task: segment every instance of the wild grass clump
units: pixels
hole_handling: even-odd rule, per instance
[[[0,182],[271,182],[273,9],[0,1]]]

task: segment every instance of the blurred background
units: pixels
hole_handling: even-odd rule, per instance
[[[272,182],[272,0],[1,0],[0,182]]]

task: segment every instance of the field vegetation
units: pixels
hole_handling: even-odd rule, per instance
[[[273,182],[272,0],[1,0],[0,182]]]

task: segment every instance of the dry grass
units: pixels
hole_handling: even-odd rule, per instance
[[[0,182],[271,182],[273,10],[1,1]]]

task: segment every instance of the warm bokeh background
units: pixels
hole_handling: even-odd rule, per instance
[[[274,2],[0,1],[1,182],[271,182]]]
::::::::::
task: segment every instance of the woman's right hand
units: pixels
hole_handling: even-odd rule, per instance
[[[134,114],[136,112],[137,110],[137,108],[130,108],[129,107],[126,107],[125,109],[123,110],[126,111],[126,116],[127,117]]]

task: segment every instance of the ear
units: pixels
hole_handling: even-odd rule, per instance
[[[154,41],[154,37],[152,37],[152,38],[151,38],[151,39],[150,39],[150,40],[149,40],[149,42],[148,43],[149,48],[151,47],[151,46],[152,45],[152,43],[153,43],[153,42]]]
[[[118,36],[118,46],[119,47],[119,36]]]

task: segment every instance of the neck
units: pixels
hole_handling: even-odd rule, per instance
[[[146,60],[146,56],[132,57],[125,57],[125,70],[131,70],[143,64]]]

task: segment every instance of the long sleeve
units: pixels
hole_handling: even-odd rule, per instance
::::::::::
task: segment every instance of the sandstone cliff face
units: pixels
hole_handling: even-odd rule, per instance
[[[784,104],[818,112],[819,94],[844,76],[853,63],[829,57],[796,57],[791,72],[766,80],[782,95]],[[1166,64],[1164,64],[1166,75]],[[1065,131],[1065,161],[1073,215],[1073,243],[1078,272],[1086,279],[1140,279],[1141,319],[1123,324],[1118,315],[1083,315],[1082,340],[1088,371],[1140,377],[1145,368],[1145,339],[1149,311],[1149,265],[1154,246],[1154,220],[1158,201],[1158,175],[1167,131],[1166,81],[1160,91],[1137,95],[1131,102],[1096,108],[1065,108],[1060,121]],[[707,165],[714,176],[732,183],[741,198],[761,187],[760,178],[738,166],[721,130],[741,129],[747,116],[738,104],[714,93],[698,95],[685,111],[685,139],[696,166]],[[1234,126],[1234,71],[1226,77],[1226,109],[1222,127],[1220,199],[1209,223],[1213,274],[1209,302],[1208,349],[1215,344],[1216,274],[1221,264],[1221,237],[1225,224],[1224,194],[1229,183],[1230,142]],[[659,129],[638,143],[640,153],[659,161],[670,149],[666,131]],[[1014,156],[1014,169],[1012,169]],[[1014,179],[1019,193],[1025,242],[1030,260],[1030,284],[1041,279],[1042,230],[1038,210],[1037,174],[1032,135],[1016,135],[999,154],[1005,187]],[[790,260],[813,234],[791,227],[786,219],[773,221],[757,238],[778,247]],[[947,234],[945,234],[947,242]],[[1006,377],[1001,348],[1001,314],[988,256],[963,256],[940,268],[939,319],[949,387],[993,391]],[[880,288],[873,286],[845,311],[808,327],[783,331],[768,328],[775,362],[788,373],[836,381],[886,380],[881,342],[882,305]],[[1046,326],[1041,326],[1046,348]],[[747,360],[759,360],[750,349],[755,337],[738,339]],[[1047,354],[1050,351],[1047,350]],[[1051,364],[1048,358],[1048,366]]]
::::::::::
_Task_.
Change "dry grass" to "withered grass" in the material from the line with "task: segment every instance of the field" up to and including the line with "[[[274,2],[0,1],[1,182],[271,182]]]", and give those lines again with nothing else altered.

_Exercise answer_.
task: segment every instance of the field vegetation
units: pixels
hole_handling: even-odd rule, per instance
[[[273,182],[272,0],[1,0],[0,182]]]

task: segment every instance of the withered grass
units: pixels
hole_handling: even-odd rule, per instance
[[[0,182],[271,182],[273,10],[1,1]]]

task: segment every instance of the warm bokeh background
units: pixels
hole_handling: even-odd rule, per instance
[[[274,2],[0,1],[1,182],[271,182]]]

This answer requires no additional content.